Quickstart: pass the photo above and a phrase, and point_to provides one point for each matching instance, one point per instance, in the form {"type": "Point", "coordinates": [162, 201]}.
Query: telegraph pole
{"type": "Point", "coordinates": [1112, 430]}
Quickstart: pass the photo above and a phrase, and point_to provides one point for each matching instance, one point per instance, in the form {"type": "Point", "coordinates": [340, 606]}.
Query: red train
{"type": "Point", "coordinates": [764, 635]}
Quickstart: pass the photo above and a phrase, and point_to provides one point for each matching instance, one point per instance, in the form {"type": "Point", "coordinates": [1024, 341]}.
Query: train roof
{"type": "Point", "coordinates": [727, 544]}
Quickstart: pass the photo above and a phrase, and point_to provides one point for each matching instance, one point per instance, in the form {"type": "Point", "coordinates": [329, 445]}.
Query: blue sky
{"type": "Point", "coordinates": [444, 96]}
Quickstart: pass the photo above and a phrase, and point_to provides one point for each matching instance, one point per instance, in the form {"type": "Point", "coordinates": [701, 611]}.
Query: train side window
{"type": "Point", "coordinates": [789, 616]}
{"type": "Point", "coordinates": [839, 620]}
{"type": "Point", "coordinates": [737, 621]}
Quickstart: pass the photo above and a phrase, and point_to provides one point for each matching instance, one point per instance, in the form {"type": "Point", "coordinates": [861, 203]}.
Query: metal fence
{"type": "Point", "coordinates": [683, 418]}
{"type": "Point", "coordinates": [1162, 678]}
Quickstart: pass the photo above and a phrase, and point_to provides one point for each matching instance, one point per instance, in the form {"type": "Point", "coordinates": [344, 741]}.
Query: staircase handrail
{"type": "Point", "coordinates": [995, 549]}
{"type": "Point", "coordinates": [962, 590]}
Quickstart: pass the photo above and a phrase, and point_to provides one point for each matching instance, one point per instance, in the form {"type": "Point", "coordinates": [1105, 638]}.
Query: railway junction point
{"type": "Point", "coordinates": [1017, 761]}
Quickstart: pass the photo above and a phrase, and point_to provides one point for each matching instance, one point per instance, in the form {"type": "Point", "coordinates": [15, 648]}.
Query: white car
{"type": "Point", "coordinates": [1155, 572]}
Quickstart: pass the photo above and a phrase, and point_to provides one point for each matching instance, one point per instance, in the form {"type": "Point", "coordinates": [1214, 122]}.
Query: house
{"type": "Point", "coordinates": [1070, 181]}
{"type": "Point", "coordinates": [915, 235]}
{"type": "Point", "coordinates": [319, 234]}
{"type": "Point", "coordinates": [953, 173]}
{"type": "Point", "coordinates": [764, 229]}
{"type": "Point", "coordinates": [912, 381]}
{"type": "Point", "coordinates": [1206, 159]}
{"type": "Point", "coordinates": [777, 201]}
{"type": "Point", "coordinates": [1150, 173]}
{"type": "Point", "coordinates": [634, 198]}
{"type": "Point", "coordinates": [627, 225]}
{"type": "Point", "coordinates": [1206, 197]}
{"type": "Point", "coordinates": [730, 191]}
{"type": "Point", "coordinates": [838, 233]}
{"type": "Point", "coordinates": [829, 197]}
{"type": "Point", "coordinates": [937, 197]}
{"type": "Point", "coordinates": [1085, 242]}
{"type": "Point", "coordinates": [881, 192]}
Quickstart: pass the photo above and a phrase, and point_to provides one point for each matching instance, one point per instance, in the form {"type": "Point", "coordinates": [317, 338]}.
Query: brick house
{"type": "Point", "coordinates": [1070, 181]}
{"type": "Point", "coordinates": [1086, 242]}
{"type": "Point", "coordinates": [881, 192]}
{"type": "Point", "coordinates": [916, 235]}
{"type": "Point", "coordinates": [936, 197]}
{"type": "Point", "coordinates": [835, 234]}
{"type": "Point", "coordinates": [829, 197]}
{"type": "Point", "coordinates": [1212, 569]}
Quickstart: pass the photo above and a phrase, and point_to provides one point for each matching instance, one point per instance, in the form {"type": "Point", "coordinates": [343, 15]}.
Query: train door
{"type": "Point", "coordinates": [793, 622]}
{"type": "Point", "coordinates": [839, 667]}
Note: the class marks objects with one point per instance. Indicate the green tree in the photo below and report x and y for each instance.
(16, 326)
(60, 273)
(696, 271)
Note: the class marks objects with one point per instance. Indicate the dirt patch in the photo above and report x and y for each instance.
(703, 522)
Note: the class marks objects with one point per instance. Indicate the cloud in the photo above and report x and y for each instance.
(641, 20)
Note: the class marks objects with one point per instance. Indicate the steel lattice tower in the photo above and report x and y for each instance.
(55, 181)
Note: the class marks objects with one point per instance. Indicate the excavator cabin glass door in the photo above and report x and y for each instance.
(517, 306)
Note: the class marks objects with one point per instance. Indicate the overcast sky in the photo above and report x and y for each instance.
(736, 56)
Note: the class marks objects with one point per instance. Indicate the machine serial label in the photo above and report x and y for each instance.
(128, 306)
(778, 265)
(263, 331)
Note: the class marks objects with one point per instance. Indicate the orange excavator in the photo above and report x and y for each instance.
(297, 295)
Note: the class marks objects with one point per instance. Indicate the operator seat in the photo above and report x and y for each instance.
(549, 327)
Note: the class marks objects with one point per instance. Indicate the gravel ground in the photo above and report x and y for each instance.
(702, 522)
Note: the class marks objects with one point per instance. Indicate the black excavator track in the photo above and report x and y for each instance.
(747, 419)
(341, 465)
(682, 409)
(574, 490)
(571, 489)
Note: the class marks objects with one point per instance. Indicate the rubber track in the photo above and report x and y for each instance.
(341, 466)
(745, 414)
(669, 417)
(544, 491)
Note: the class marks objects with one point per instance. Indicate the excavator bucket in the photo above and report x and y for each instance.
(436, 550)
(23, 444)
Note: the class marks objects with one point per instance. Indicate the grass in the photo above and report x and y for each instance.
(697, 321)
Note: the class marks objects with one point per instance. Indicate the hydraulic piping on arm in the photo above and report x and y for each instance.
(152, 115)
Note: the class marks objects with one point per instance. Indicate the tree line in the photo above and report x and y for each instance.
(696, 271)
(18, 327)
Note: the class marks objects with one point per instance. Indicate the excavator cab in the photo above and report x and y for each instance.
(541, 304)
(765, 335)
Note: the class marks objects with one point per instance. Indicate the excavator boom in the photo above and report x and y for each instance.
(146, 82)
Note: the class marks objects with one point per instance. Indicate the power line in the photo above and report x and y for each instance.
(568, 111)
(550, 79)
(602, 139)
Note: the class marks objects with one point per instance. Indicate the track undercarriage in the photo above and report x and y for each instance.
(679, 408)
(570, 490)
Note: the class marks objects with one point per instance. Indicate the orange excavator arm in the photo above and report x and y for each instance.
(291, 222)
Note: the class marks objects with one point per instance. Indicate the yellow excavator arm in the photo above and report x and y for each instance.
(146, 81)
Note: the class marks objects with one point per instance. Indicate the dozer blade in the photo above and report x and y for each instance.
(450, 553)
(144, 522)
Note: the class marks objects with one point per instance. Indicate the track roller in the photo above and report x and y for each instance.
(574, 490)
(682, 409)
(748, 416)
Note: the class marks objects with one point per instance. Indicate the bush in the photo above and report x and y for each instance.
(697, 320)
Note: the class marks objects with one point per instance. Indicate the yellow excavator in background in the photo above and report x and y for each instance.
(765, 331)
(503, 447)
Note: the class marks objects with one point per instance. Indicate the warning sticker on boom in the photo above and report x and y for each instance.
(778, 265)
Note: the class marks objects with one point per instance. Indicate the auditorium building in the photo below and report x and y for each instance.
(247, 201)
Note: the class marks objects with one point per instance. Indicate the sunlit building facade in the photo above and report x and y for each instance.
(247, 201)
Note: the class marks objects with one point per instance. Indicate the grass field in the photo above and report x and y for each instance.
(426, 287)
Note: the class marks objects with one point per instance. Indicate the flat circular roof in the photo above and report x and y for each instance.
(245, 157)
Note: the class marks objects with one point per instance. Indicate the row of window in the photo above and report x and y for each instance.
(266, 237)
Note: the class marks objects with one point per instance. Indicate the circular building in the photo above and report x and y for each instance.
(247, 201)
* * * * * * *
_Exercise brief_: Print exactly the lines from the one containing "Indicate the sunlit" through the last line of the records above, both included.

_Your solution_:
Note: the class marks objects with one point per instance. Indicate the sunlit building facade in the photo above and report x and y for each instance.
(247, 201)
Note: the class marks objects with one point per instance. Indicate the grass field in the photo above and report x and y for each instance.
(426, 287)
Note: the class marks objects with one point per instance. Indicate the flat circular roof in the photo above and report x and y for each instance.
(245, 157)
Note: the class marks objects with one point per instance. Indicate the row of window in the photo above and report x and y for each instance.
(266, 237)
Note: the class marks objects with one point per instance. Indicate the circular building in the photo above and report x and y for each instance.
(247, 201)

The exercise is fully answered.